### What is being asked
Word for word, write out the entries that follow, omitting all pictures.

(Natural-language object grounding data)
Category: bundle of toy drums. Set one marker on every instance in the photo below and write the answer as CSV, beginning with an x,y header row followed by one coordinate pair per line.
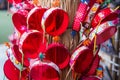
x,y
31,54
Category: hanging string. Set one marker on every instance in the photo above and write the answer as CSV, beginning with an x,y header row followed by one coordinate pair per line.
x,y
20,76
69,70
8,8
95,36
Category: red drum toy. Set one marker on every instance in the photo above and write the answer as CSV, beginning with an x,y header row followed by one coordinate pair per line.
x,y
34,18
32,43
44,70
19,20
55,21
19,57
104,31
14,1
58,54
81,59
12,68
80,16
103,16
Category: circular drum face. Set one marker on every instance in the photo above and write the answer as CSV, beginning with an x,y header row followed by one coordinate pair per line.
x,y
55,21
58,54
34,18
44,71
81,59
19,20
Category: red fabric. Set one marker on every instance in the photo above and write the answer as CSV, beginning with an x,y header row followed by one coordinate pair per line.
x,y
80,16
43,72
83,61
19,20
35,17
12,73
33,44
18,55
58,54
57,22
14,1
104,15
90,78
94,65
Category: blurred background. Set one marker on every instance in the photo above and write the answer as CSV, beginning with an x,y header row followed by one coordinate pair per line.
x,y
6,26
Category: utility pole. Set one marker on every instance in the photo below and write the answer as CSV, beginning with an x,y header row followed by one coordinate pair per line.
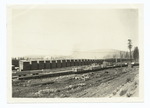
x,y
130,47
121,59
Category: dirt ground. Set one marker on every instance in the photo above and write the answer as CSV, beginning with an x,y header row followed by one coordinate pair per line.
x,y
116,82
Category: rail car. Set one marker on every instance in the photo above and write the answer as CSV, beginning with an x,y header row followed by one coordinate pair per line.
x,y
76,70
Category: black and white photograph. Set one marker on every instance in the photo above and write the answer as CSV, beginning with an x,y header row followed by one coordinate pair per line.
x,y
75,52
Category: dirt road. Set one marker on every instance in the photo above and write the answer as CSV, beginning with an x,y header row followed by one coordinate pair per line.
x,y
104,83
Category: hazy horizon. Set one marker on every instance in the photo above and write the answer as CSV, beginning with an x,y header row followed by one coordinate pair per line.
x,y
62,31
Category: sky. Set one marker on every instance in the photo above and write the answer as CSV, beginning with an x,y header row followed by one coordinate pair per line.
x,y
61,31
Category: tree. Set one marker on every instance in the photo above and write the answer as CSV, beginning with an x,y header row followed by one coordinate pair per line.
x,y
130,47
136,54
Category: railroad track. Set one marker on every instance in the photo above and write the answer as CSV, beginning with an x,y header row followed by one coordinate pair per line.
x,y
39,74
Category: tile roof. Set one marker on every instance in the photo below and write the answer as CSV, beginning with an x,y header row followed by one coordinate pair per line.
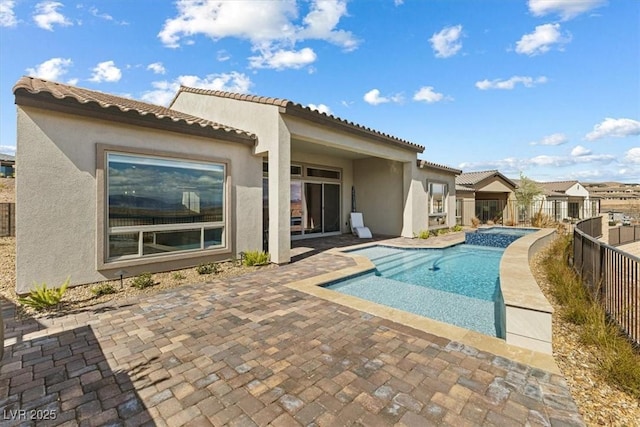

### Response
Category: bundle of toy drums. Set one marker on every instance in the photo below and write the answer as CSV, beginning with an x,y header row followed by one coordinate pair per line.
x,y
31,54
Category: hanging string. Set one marker on every instance in the photo above and write the answer as CSV, beginning with an x,y header row followed by one coordinate pair per line.
x,y
20,76
69,70
8,8
95,36
Category: red drum toy. Set one marker on every instance in the photo above and write the answer as CSV, beginning with an x,y header row followed by one coordinate pair per line.
x,y
34,18
32,43
44,70
19,20
55,21
19,57
104,31
14,1
58,54
81,59
12,68
80,16
103,16
Category: circular drum face. Set one marker on every instance in the photo above and write the answer as CSV, beginning with an x,y header row followed by one coordinate pair per line.
x,y
55,21
58,54
34,18
44,71
81,59
19,20
Category: red fabric. Set one marker on every instance in the photo above and write the answer as CSV, beginning with an x,y header row followed by one coordinate pair per line.
x,y
80,16
43,72
83,61
19,20
35,17
12,73
33,44
18,55
58,54
57,22
14,1
104,15
90,78
94,65
Category: blurred background. Set one marker on every instance in the photo above and write the answer as CSV, beginning with an x,y header row followed by one coordinate pair per line.
x,y
6,26
Category: utility pole. Set one marker on every instance in the photo below and write the answer as CSV, beginning with an x,y header row followed by one coordinate pair per line.
x,y
130,47
121,59
Category: dirt ground. Set one marker on every instance in the photo above and write the answer as CSV, beginning with an x,y header row followed by one coordinate pair per line.
x,y
116,82
Category: rail car. Set one marker on every instance in the photo above and write the answer as CSV, beginning with an x,y header row followed by one coordinate pair per line.
x,y
76,70
Category: black and white photograph. Set one marker on every instance in the photo above and write the answer as CSV, beginning with an x,y header row followed by one coordinate pair per line.
x,y
75,52
Category: dirt road. Set one marker on every instance in the photo above and write the answer as CSV, beginning with an x,y header row followed by one coordinate pair per line.
x,y
104,83
Category: hazy horizon. Set one marker on every instance in the photo above and write the answer as CSV, beginning with an x,y header row followed by one coordinate pair per line.
x,y
62,31
Category: sky. Set one marker on every instance in the photo above and write the answer as CSV, beginning with an x,y header row followed by one coordinate pair per line.
x,y
61,31
Category: tree. Set one marker on every instance in the photo above and write the answer as CSV, beginning with an x,y header row followed by one coordinate pair per line.
x,y
130,47
136,54
Category: railroad track. Set one marker on every instance in the photo above and write the answer as CSV, beginning with an x,y header row followed by one coordinate pair per line.
x,y
39,74
Category: tile roof. Set one marker on every instance in the photo below and write the answer as CSV, beginning with an x,y header row followed by one coordinate pair per line.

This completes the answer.